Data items
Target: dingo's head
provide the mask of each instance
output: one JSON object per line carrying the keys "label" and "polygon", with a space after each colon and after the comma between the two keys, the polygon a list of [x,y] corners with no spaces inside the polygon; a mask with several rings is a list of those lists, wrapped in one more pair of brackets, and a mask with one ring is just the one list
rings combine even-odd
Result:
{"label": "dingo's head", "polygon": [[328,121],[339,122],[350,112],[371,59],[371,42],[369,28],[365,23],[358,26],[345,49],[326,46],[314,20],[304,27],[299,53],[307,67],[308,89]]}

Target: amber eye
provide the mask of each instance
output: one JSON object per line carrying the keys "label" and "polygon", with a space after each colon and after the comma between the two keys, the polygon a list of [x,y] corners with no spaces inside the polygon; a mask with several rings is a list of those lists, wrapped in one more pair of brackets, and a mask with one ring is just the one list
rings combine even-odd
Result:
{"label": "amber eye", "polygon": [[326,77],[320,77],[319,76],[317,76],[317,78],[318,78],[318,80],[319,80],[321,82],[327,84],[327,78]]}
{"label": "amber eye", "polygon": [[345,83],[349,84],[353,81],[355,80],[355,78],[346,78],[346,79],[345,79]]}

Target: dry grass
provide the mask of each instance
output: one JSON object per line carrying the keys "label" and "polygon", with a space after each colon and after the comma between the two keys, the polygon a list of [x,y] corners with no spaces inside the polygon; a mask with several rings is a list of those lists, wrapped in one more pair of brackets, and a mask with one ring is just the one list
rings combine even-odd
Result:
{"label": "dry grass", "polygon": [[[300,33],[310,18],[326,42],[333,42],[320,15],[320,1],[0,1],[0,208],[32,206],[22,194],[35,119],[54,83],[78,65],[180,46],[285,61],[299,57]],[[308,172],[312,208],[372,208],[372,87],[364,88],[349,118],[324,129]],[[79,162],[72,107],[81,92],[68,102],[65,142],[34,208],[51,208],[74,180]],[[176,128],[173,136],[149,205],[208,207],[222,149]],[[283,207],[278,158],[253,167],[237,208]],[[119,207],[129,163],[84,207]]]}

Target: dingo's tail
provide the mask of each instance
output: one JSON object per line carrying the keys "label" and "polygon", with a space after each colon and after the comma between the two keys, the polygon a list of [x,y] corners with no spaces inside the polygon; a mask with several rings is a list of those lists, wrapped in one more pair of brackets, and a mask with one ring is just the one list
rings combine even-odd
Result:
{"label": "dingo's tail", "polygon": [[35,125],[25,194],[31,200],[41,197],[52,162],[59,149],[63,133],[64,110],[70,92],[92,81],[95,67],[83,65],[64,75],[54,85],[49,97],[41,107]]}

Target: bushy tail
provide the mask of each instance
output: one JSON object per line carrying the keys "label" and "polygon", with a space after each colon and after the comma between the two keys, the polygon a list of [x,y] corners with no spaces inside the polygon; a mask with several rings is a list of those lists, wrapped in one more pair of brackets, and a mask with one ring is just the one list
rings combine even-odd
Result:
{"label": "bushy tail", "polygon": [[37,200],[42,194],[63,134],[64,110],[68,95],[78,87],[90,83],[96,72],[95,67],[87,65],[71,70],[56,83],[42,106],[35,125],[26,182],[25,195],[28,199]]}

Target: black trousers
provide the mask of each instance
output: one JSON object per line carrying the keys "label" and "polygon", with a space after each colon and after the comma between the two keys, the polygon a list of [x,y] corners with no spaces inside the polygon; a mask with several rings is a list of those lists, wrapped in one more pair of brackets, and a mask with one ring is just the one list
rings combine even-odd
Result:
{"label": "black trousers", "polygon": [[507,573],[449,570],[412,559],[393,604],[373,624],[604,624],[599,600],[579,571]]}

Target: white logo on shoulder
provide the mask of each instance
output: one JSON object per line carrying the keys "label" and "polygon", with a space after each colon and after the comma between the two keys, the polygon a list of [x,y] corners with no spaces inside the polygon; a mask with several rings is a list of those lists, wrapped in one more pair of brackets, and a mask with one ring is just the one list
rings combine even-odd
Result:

REQUIRED TASK: Every entry should be printed again exactly as written.

ANSWER:
Target: dingo's head
provide the mask of each instance
output: one JSON object per line carrying the keys "label" and "polygon", with a space after each colon and after the comma between the two keys, the polygon a list of [x,y] corners with no spaces inside the polygon; a mask with several rings is a list of those lists, wrapped in one more pair of brackets, and a mask with one ring is just the one list
rings combine even-odd
Result:
{"label": "dingo's head", "polygon": [[328,121],[339,122],[350,112],[371,59],[371,42],[369,28],[365,23],[358,26],[345,49],[326,46],[314,20],[304,27],[299,53],[307,67],[308,89]]}

Target: amber eye
provide the mask of each instance
output: one JSON object per line carrying the keys "label" and "polygon", with a space after each colon and after the comma between the two keys, the polygon a list of [x,y] corners with no spaces inside the polygon; a mask with several rings is a list of those lists, wrapped in one more pair of brackets, and a mask with one ring is just the one list
rings combine even-odd
Result:
{"label": "amber eye", "polygon": [[326,77],[320,77],[319,76],[317,76],[317,78],[318,78],[318,80],[319,80],[321,82],[327,84],[327,78]]}
{"label": "amber eye", "polygon": [[345,83],[349,84],[353,81],[355,80],[355,78],[346,78],[346,79],[345,79]]}

Target: dry grass
provide the mask of each instance
output: one JSON object per line carrying the keys "label" and "polygon", with a space after each colon and after the comma between the two keys, the polygon a list of [x,y] corners with no spaces inside the polygon; a mask with several rings is a list of those lists, wrapped in one more pair of brackets, and a mask with one ring is just the one list
rings combine even-odd
Result:
{"label": "dry grass", "polygon": [[[300,33],[310,18],[326,42],[333,42],[320,15],[320,1],[0,1],[0,208],[32,206],[22,194],[35,119],[54,83],[78,65],[180,46],[285,61],[299,57]],[[308,172],[312,208],[372,208],[372,87],[364,88],[349,118],[324,129]],[[79,162],[72,107],[81,92],[68,102],[65,142],[34,208],[51,208],[74,180]],[[176,128],[173,136],[149,205],[208,207],[222,149]],[[283,207],[278,158],[253,167],[237,208]],[[119,207],[129,163],[84,207]]]}

Target: dingo's tail
provide the mask of each instance
output: one JSON object per line carrying the keys "label" and "polygon", with a space after each colon and after the comma between the two keys, the polygon a list of [x,y] corners with no spaces inside the polygon; a mask with several rings is a list of those lists, wrapped in one more pair of brackets, and a mask with one ring is just the one list
rings combine even-odd
Result:
{"label": "dingo's tail", "polygon": [[35,125],[25,194],[31,200],[41,197],[52,162],[59,149],[63,133],[64,110],[70,92],[92,81],[95,67],[83,65],[64,75],[54,85],[49,97],[41,107]]}

Target: bushy tail
provide the mask of each instance
output: one JSON object per line carrying the keys "label" and "polygon", with a space after each colon and after the comma between the two keys, the polygon a list of [x,y] corners with no spaces inside the polygon; a mask with several rings is a list of those lists, wrapped in one more pair of brackets, and a mask with one ring is just the one list
rings combine even-odd
Result:
{"label": "bushy tail", "polygon": [[37,200],[42,194],[63,134],[64,110],[68,95],[78,87],[90,83],[96,72],[95,67],[87,65],[71,70],[56,83],[42,106],[35,125],[26,182],[25,195],[28,199]]}

Target: black trousers
provide the mask of each instance
output: one JSON object per line carrying the keys "label" and "polygon", with a space after each colon and after the comma between the two keys, the polygon a list of [x,y] corners with no spaces inside the polygon; a mask with several rings is a list of those lists, wrapped in one more pair of brackets, and a mask with one ring is just the one list
rings combine even-odd
Result:
{"label": "black trousers", "polygon": [[507,573],[449,570],[412,559],[393,604],[373,624],[604,624],[599,600],[579,571]]}

Target: white logo on shoulder
provide the mask of each instance
output: one JSON object per line carrying the keys "label" and "polygon", with a space after each colon and after the comma between the two keys, the polygon a list of [x,y] corners with no spaces inside the polygon; a mask with several rings is a list of those lists, wrapped in one more pair of brackets, and a mask with one ring is just the one list
rings combine even-odd
Result:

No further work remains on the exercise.